_Written task_. Starting at the row containing "Examine the image and locate every instance of shadow" and ending after the row containing "[172,13,245,41]", rewrite those rows with "swimmer's" changed to "athlete's" and everything else kept the same, and omit the pictures.

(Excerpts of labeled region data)
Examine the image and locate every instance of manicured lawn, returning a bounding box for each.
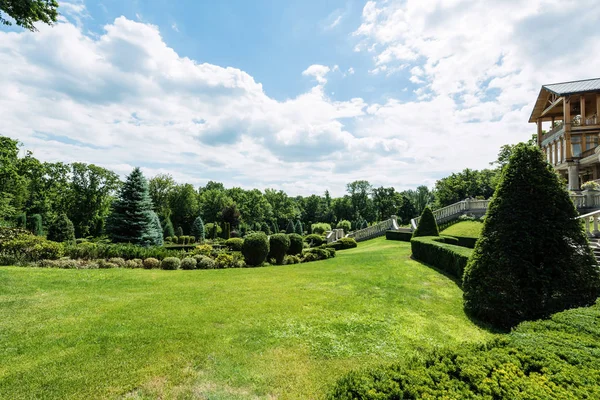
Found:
[440,221,483,237]
[0,238,492,399]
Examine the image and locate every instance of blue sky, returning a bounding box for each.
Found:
[0,0,600,195]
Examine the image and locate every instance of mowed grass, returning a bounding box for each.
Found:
[0,239,491,399]
[440,221,483,237]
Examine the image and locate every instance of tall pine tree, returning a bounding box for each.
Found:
[106,168,156,245]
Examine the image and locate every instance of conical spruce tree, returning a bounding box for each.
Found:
[463,144,600,329]
[413,207,440,237]
[106,168,154,245]
[47,214,75,242]
[192,216,206,242]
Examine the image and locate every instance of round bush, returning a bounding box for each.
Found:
[144,257,160,269]
[181,257,198,269]
[269,233,290,265]
[287,233,304,256]
[242,232,269,267]
[161,257,181,270]
[225,238,244,251]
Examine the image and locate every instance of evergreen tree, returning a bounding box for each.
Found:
[463,144,600,329]
[192,216,206,242]
[48,214,75,242]
[413,207,440,237]
[106,168,155,245]
[163,217,175,238]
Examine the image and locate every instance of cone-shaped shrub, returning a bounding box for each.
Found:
[463,144,600,329]
[242,232,269,267]
[192,217,206,242]
[269,233,290,265]
[106,168,154,245]
[48,214,75,242]
[413,207,440,237]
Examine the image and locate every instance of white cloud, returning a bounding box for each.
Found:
[302,64,330,85]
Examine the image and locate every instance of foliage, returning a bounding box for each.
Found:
[27,214,44,236]
[287,233,304,256]
[304,233,325,247]
[385,230,412,242]
[327,238,358,250]
[269,233,291,265]
[242,232,270,267]
[181,257,197,270]
[225,238,244,251]
[328,304,600,400]
[413,207,440,237]
[160,257,181,270]
[0,0,58,31]
[464,144,600,329]
[192,216,206,242]
[336,219,352,233]
[410,236,473,284]
[312,222,331,235]
[107,168,157,245]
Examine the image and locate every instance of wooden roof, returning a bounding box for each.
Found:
[529,78,600,122]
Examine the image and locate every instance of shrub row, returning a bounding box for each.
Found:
[410,236,473,283]
[328,302,600,400]
[385,231,412,242]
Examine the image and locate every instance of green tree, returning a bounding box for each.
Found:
[413,207,440,237]
[107,168,156,245]
[192,216,206,242]
[0,0,58,31]
[48,213,75,242]
[463,144,600,329]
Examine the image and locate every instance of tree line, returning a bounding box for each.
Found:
[0,136,510,237]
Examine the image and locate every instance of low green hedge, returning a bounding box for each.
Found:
[385,231,412,242]
[328,302,600,400]
[410,236,473,282]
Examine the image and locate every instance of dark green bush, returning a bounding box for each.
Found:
[181,257,197,270]
[160,257,181,270]
[385,231,412,242]
[47,214,75,242]
[304,233,325,247]
[242,232,269,267]
[327,303,600,400]
[410,236,473,283]
[287,233,304,256]
[269,233,290,265]
[413,207,440,237]
[463,144,600,329]
[327,238,358,250]
[225,238,244,251]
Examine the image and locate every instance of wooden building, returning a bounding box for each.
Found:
[529,78,600,191]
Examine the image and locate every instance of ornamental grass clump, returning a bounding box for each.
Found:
[463,144,600,329]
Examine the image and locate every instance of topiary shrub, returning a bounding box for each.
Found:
[463,144,600,329]
[144,257,160,269]
[269,233,290,265]
[47,214,75,242]
[413,207,440,237]
[304,233,325,247]
[225,238,244,251]
[312,222,331,235]
[181,257,198,270]
[161,257,181,270]
[287,233,304,256]
[242,232,269,267]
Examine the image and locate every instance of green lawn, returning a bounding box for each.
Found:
[0,238,492,400]
[440,221,483,237]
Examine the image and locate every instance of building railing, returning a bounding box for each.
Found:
[346,215,400,242]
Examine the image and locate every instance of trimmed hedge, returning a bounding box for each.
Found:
[385,231,412,242]
[328,302,600,400]
[410,236,473,285]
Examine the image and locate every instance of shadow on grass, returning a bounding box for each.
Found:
[410,255,510,334]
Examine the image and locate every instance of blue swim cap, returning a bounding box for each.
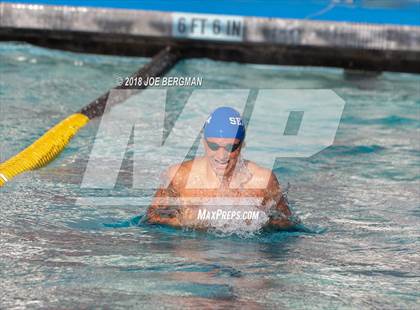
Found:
[204,107,245,141]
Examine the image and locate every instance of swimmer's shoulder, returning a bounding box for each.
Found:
[245,160,278,188]
[166,158,202,189]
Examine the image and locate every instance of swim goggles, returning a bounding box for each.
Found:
[206,140,242,153]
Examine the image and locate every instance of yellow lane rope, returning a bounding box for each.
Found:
[0,113,89,187]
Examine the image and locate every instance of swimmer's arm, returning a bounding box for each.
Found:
[147,166,181,227]
[147,188,181,227]
[265,173,295,229]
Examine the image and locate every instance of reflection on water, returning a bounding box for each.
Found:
[0,43,420,309]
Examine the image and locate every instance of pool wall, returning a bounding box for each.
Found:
[0,0,420,73]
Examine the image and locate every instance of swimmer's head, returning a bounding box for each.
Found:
[203,107,245,177]
[204,107,245,141]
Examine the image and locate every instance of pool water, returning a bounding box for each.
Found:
[0,42,420,309]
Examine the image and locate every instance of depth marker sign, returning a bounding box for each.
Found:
[172,13,245,41]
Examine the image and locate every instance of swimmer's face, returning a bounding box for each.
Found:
[203,138,242,176]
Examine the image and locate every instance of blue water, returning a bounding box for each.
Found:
[4,0,420,26]
[0,43,420,309]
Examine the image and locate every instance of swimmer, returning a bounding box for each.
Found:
[146,107,295,229]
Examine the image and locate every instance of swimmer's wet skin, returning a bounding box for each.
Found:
[146,107,296,229]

_Response to the exercise_.
Examine the image and locate every instance of shadow on grass, returning a bounding box for each.
Found:
[410,255,510,334]
Examine the image and locate every instance of blue swim cap, returning a bounding box for each.
Found:
[204,107,245,141]
Examine the image and locate every instance of athlete's shoulder, returning a bounding box for each.
Found:
[245,160,278,188]
[166,158,202,189]
Examine the image and locate every instance of swim goggles, returning a bounding box for each.
Found:
[206,140,242,153]
Examine the image and locate every instance of yellow lane rope, returning a bounding box for each.
Found:
[0,113,89,187]
Examine the image and locate every instance of athlete's arm, returning a bounding box for each.
Found:
[147,166,181,227]
[147,188,181,227]
[265,173,295,229]
Examine the image and locate every instance of reflection on water, returning a bounding box for each.
Found:
[0,43,420,309]
Examine the image and locate every instance of pool wall, returning a bounding box for each.
Found:
[0,0,420,73]
Examine the image and locate every instance of athlete's head, returning a bounding box for each.
Found:
[203,107,245,177]
[204,107,245,141]
Examine the image and locate every instance of pool water, returning a bounding box for each.
Found:
[0,42,420,309]
Examine the image and locate every instance of depth marker sign, returning a bounding box for each.
Found:
[172,13,245,41]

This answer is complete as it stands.